**SELECTED EXCERPT**.
━━━
Managed Socialization as the Missing Link in Knowledge Management

Explicit knowledge, which is codified knowledge, is easy to capture, making use of knowledge centers and databases of information, easily accessible to employees – but tacit knowledge, the knowledge that resides in the minds of people – is difficult to capture. Basic knowledge management programs and tools fail in leveraging tacit knowledge that is embedded only within the company’s human capital, and that requires interaction between individuals to come forth.

Tacit Knowledge
The skills, capabilities and ways of doing things as part of an organization’s culture. It is not written down, and often times, people are unaware of its exact knowledge. It is deeply embedded in an organization and difficult to share outside of the context of a close social relationship. To learn from tacit knowledge, people need to work closely together, and their relationships need to be defined by trust, commitment and collaboration

Research shows that in order to unravel tacit knowledge, companies need to build an organizational infrastructure to facilitate interactions among team members: In organizations with a social network, interactions happen in an informal manner, essential to unleash valuable knowledge and expertise and strong ties are created that lead to a higher intensity of collaboration.

Moitra and Kumar (2001) argue that knowledge management has become one of the most elusive of management challenges for corporations, partly due to the intangible nature of knowledge as an asset, and even well-developed and formal processes, methods, systems or tools applied for knowledge management within companies have only shown partial success to capture and harness knowledge. They argue that the missing link in knowledge management in order to leverage the real – tacit – knowledge is managed socialization: social interactions and social networks based on strong ties within the corporation.

The Importance of Social Ties and Social Interaction in Knowledge Management

The strength of a ties between individuals is defined as “a (probably linear) combination of the amount of time, the emotional intensity, the intimacy (mutual confiding), and the reciprocal services which characterize the tie” (Granovetter, 1973:1361). Academic literature on the topic of strong versus weak ties, often favors weak ties over strong ties, because strong ties do not – in the same degree as weak ties – provide new or specific resources, but instead lead to a redundancy of information (Burt, 1997). However, this redundancy occurs primarily within homogeneous networks of cohesive and equivalent contact, meaning strongly connected relationships that are likely to have similar information and linking the central person to the same third persons. Burt argues, that the best network has a low degree of redundancy and high number of structural holes, which are gaps between non-redundant and disconnected contacts in a heterogeneous network. Applying this to the context of an organization, it can be argued that due to the variety of departments and dispersity of team members, firms usually have a rather heterogeneous network. By fostering the interaction between teams, departments and geographic locations, bridges can be built between employees, enabling management to strengthen their ties, control the flow of information and create information asymmetry to the advantage of the company.
━━━
**DATA LINES**.
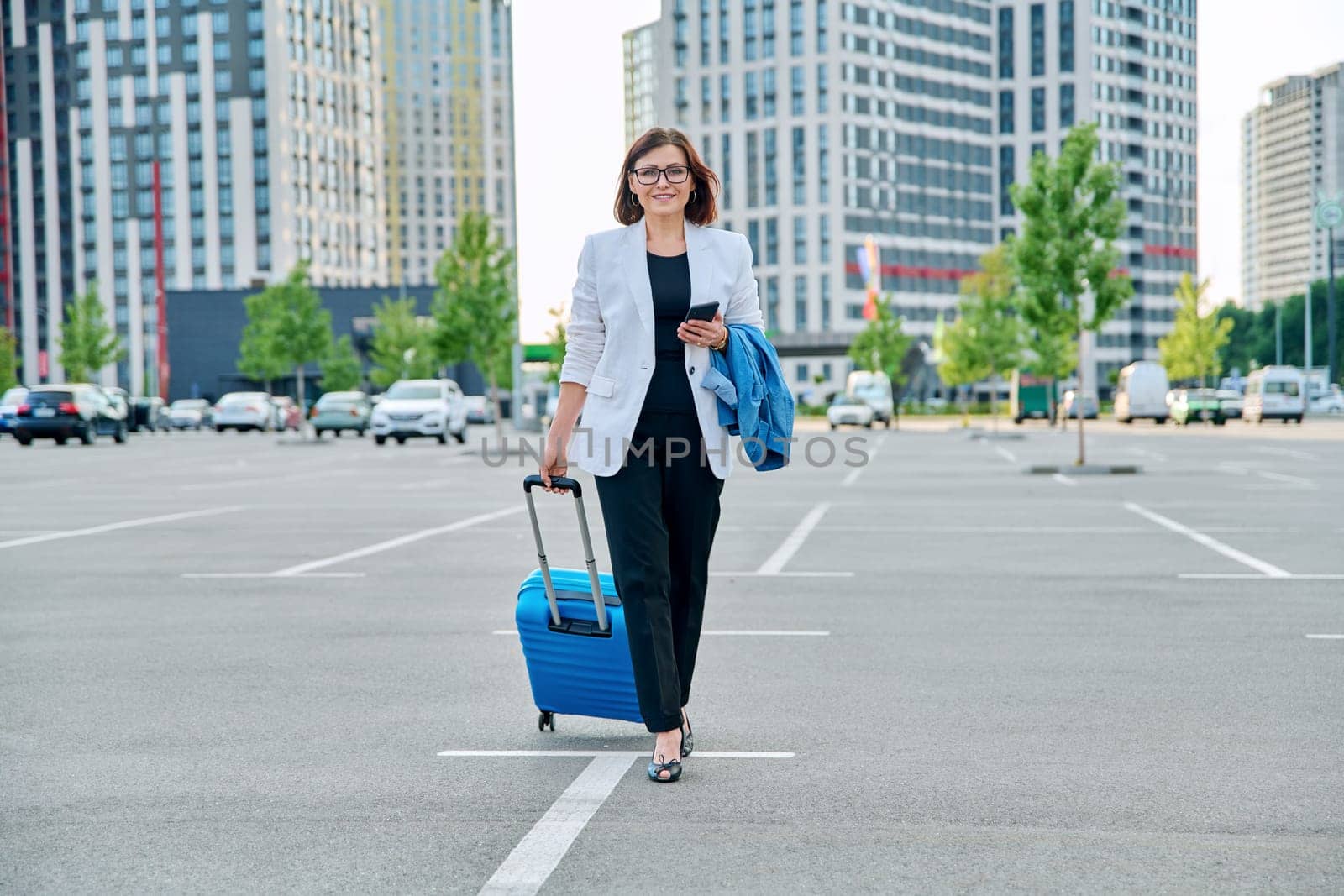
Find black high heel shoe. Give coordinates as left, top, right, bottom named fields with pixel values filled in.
━━━
**SET EXERCISE 1**. Reproduce the passage on managed socialization above, word for word, between "Moitra and Kumar" and "within the corporation.", inclusive.
**SET EXERCISE 2**. Write the next part of the article on managed socialization in knowledge management, beginning right after its final sentence.

**EXPECTED ANSWER 1**.
Moitra and Kumar (2001) argue that knowledge management has become one of the most elusive of management challenges for corporations, partly due to the intangible nature of knowledge as an asset, and even well-developed and formal processes, methods, systems or tools applied for knowledge management within companies have only shown partial success to capture and harness knowledge. They argue that the missing link in knowledge management in order to leverage the real – tacit – knowledge is managed socialization: social interactions and social networks based on strong ties within the corporation.

**EXPECTED ANSWER 2**.
“Real knowledge does not reside in repositories; instead it actually resides embedded in minds of the people and it comes out only in response to a contextual stimulus, resulting in sharing and circulating”
(Moitra & Kumar, 2001:150)

Connecting employees via an internal social network within the company that spans across locations and departments, companies enable their team members to develop ties with others that they would otherwise not – or not in limited way – have any interaction with. Over time, this leads to a better connect company, in which strong ties between employees can be developed over time, as collaboration is encouraged. Creating such an organizational infrastructure and social network to facilitate the interaction among team members can even lead to the development of strong ties across the whole organization and outside the boundaries of project teams, locations and departments.

It is important though that creating strong social ties to increase the flow of knowledge and information has to be led by senior management that often times only has a passive and limited role within budgetary and administrative tasks. Management as knowledge activists, demonstrating their interest and involvement in knowledge management and information sharing, is one of the basic conditions for managed socialization.

By creating strong ties through social networks and interactions, employee engagement can unravel and foster sharing of tacit knowledge within individual team members. Done correctly, managed socialization leads to a higher intensity of collaboration within the organization and ultimately leads to improved financial performances of the firm, higher innovation, enhanced organizational learning, and better risk management through the anticipation of problems.

In conclusion, Employee Advocacy as a stand-alone tool can only add value to a certain degree for the company and its employees, but it requires the implementation of efficient communication tools and social interactions to add context to knowledge sharing platforms, which, all together, lead to a competitive advantage for the firm.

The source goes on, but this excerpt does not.